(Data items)
::::::

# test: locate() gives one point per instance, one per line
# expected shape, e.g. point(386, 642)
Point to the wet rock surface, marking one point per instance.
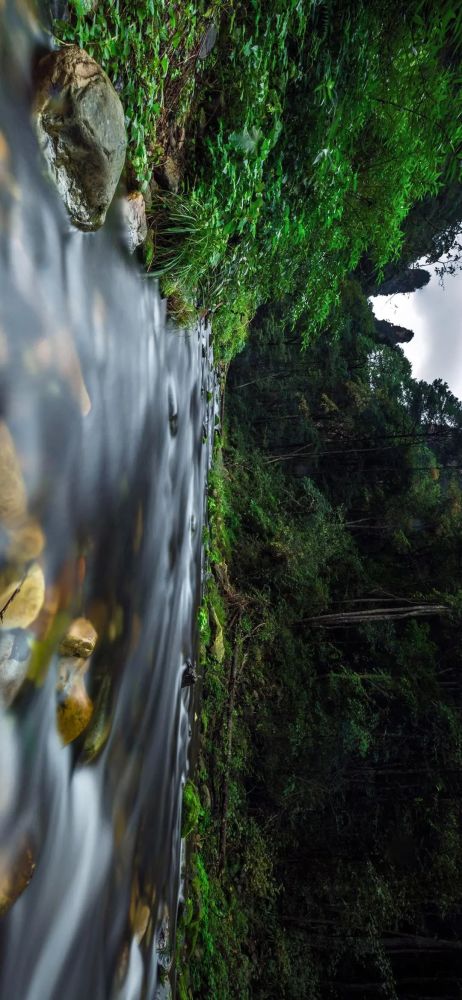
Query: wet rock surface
point(15, 876)
point(80, 125)
point(74, 706)
point(22, 594)
point(135, 227)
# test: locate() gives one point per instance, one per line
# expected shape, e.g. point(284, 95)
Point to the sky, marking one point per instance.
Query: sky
point(435, 315)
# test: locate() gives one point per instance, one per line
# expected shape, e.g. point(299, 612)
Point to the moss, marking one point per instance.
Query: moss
point(191, 809)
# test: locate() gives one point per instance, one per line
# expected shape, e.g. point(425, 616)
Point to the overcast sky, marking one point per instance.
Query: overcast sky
point(435, 315)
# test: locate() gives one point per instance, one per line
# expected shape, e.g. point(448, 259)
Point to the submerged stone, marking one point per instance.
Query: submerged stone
point(134, 219)
point(81, 130)
point(15, 877)
point(74, 706)
point(21, 596)
point(80, 639)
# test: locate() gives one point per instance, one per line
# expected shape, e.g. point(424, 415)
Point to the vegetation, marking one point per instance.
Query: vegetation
point(301, 153)
point(321, 154)
point(332, 732)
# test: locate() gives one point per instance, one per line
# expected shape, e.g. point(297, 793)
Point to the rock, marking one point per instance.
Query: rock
point(100, 725)
point(13, 667)
point(189, 675)
point(134, 219)
point(26, 542)
point(167, 175)
point(391, 334)
point(409, 280)
point(15, 877)
point(21, 596)
point(164, 949)
point(74, 706)
point(80, 639)
point(13, 500)
point(80, 126)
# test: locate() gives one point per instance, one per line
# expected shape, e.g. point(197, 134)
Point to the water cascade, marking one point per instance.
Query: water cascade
point(105, 410)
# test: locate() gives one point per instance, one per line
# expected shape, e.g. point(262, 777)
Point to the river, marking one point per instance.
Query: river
point(106, 409)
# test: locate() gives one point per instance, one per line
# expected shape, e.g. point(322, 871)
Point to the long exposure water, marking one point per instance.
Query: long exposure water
point(102, 473)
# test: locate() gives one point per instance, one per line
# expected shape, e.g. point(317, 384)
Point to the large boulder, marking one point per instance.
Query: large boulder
point(80, 125)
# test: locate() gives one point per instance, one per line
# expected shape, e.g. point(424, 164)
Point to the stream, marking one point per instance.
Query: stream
point(104, 432)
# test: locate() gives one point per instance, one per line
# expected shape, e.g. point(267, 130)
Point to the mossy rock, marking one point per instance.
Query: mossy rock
point(191, 809)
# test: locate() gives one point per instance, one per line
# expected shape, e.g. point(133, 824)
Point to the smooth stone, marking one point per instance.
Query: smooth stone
point(21, 597)
point(26, 542)
point(80, 639)
point(80, 125)
point(134, 220)
point(74, 706)
point(15, 877)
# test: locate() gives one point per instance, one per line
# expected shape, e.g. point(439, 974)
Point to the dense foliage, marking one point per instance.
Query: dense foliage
point(311, 130)
point(322, 152)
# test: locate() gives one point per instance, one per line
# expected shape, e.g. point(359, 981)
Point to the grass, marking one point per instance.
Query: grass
point(149, 49)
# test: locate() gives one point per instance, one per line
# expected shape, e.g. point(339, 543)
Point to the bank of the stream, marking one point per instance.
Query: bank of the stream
point(278, 158)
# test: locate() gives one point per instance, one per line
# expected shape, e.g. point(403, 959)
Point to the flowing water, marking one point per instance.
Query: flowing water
point(104, 416)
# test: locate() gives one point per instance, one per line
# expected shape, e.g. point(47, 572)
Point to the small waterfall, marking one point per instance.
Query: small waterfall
point(103, 409)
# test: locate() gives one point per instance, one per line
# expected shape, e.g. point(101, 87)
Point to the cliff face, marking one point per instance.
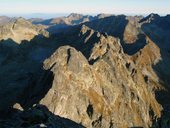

::::::

▶ **Written problem**
Please put every line of the entries above into a numbered list, skipping blank lines and leaving the pictures out.

▶ **The response**
1. # test: locate() gives one point per instance, one per line
2. # expected shape, e.g. point(386, 642)
3. Point to the wet rock surface, marking one point per instance.
4. Query: wet rock surface
5. point(15, 876)
6. point(80, 125)
7. point(74, 706)
8. point(22, 594)
9. point(135, 227)
10. # test: locate() gives one point per instance, one per line
11. # expected shape, e.g. point(284, 95)
12. Point to the sky, marking one point per instance.
13. Query: sky
14. point(435, 315)
15. # test: locate() gives one point per instance, one per line
16. # expected shape, e.g. point(299, 612)
17. Point to the moss, marking one point per instance.
18. Query: moss
19. point(191, 809)
20. # test: locate() gives one point per instance, one per line
21. # expected shape, e.g. point(425, 616)
22. Point to the overcast sky, marking one point per instance.
23. Query: overcast sky
24. point(435, 315)
25. # test: locate() gives one point per instance, one per line
26. # expected shape, e.g. point(448, 259)
27. Point to the submerged stone, marking one point per instance.
28. Query: submerged stone
29. point(134, 219)
30. point(81, 130)
31. point(15, 877)
32. point(74, 706)
33. point(21, 596)
34. point(80, 639)
35. # test: locate() gives one point per instance, one per line
36. # expected shape, e.g. point(424, 415)
37. Point to the vegetation, marking one point per instance.
38. Query: vegetation
39. point(301, 153)
40. point(321, 154)
41. point(332, 732)
42. # test: locate() gives one point per instance, one per line
43. # expected shape, e.g. point(297, 793)
44. Point to the rock, marking one point per instance.
45. Query: rock
46. point(100, 725)
47. point(13, 667)
48. point(189, 675)
49. point(134, 219)
50. point(26, 542)
51. point(167, 175)
52. point(391, 334)
53. point(409, 280)
54. point(15, 877)
55. point(21, 596)
56. point(164, 949)
57. point(74, 706)
58. point(80, 639)
59. point(13, 500)
60. point(80, 126)
61. # test: locate() gives one point per instance, one per line
62. # expected shape, e.g. point(197, 134)
63. Point to the water cascade, marking one point per instance.
64. Query: water cascade
65. point(105, 410)
66. # test: locate() gives one point per instance, one per line
67. # expected shape, e.g. point(262, 777)
68. Point to the river, marking one point per instance.
69. Query: river
70. point(106, 409)
71. # test: locate() gives one point per instance, one per line
72. # expected shape, e.g. point(322, 871)
73. Point to the long exposure water, marking one point per instance.
74. Query: long exposure water
75. point(102, 473)
76. # test: locate() gives one point per instance, one per line
77. # expected shape, e.g. point(317, 384)
78. Point to the large boulder, marking one point per instance.
79. Query: large boulder
80. point(80, 125)
81. # test: locate() gives one point per instance, one per line
82. # expected shape, e.g. point(424, 164)
83. Point to the stream, marking one point per instance.
84. Query: stream
85. point(104, 432)
86. # test: locate() gives one point per instance, one per line
87. # expected shape, e.g. point(267, 130)
88. Point to the mossy rock, marking one point per instance.
89. Query: mossy rock
90. point(191, 809)
91. # test: locate() gives one point per instance, one per line
92. # expected shape, e.g. point(133, 824)
93. Point to the smooth stone, marking one point per instance.
94. Query: smooth stone
95. point(21, 597)
96. point(26, 542)
97. point(80, 639)
98. point(80, 125)
99. point(134, 220)
100. point(74, 706)
101. point(15, 877)
102. # test: locate() gives one point per instance, one per line
103. # expected shape, e.g. point(439, 974)
104. Point to the dense foliage, marking one point per instance.
105. Query: dense foliage
106. point(311, 130)
107. point(322, 152)
108. # test: locate() gives one point per instance, one per line
109. # expected shape, e.g. point(359, 981)
110. Point to the grass, marking one point per instance.
111. Query: grass
112. point(149, 49)
113. # test: locate() gives one point per instance, one per line
114. # expected shape, e.g. point(339, 543)
115. Point to the bank of the stream, marking one point per instance.
116. Query: bank of the stream
117. point(278, 158)
118. # test: locate() gives one point per instance, one per line
119. # expected shape, e.g. point(403, 959)
120. Point to the flowing water, marking one point per instance.
121. Query: flowing water
122. point(104, 416)
123. # test: locate() gives one point per instance, one per line
124. # expected shape, e.g. point(47, 572)
125. Point to the small waterfall, marking one point per instance.
126. Query: small waterfall
127. point(103, 409)
128. # test: locate() gives one point per instance, one per line
129. # expected shape, e.g. point(101, 87)
130. Point to the cliff face, marking one point per instance.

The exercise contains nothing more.